BAUJAHR: 1895
ANGESTELLTE: 1500
LIQUIDATION: 2004

DENKMALSCHUTZ: Altbau

 

Als einer der ersten Maschinenbauer von Chemnitz gründet 1811 Johann Samuel Schwalbe als Zimmerer einen Handwerksbetrieb für die Fertigung von Krempel- und Spinnereimaschinen. Durch die Kontinentalsperren können die ansässige Textilindustrie in dieser Zeit nicht auf englische Maschinen zurückgreifen und so waren notgedrungen die Spezialisten in Chemnitz gefragt. Dieses neue Potential entdeckt Schwalbe began sich in den neuen Markt zu etablieren. Ab 1954 kommen zudem neue Maschinen für das Brauerei- und Mälzereiwesen hinzu, ebenso eigenentwickelte Dampfmaschinen und Wasserturbinen für den Energiehunger der in Sachsen immer stärker wachsenden Fabriklandschaft. Mit dem Jahr 1874 firmiert das Schwalbe-Unternehmen zu einer Aktiengesellschaft und wird nun erstmals als "Maschinenfabrik Germania AG, vormals J.S.Schwalbe & Sohn" geführt.

----

Bitte nenne den Namen, unter dem das Schwalbe-Unternehmen laut dem Text über die Maschinenfabrik Germania ab 1874 erstmals geführt wird.

> _GEGEBENE ANGABEN_
----

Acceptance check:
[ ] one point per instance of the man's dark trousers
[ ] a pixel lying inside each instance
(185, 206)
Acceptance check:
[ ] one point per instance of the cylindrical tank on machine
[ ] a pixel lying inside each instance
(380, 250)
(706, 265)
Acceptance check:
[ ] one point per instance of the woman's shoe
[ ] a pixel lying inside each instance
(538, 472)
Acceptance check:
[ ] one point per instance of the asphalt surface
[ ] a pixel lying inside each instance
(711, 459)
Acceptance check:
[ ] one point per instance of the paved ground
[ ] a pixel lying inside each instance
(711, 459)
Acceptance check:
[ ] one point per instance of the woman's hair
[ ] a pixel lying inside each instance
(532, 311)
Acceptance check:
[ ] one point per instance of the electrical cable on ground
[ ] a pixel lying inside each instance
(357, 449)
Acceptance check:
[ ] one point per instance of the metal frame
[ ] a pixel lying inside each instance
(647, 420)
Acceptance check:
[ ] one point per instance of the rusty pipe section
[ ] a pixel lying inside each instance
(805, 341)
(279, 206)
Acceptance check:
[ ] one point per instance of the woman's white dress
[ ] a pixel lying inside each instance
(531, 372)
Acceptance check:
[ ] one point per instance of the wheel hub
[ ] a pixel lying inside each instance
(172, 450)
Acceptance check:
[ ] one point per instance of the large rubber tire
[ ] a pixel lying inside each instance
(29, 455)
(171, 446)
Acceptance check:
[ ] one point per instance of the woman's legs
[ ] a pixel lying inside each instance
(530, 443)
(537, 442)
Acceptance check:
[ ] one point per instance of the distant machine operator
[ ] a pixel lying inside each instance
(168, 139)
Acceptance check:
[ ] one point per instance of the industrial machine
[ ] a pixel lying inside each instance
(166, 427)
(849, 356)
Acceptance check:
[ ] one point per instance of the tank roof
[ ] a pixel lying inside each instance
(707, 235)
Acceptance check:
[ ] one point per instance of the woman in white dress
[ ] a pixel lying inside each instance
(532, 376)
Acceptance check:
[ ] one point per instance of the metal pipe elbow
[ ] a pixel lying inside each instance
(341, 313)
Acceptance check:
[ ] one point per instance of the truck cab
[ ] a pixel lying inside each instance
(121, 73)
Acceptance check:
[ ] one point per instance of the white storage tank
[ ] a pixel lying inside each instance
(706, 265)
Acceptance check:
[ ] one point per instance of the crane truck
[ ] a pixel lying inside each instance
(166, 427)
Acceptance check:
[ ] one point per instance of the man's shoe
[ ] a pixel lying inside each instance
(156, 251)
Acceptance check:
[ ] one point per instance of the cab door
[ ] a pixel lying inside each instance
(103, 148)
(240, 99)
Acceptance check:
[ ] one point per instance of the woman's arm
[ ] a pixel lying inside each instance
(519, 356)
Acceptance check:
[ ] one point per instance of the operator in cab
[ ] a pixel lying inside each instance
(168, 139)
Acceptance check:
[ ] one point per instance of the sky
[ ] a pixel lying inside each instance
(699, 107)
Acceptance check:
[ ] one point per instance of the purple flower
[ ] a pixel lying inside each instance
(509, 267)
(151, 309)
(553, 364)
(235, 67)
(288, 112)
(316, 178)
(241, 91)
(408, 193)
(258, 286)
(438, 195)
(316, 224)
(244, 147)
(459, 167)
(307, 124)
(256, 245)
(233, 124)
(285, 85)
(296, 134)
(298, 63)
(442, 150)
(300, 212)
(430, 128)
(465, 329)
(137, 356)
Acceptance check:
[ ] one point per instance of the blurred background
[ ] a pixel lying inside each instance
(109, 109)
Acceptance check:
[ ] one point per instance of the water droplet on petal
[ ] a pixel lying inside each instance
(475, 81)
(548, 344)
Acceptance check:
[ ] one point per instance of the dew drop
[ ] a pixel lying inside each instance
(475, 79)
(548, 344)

----

> _LÖSUNG DER AUFGABE_
„Maschinenfabrik Germania AG, vormals J.S.Schwalbe & Sohn“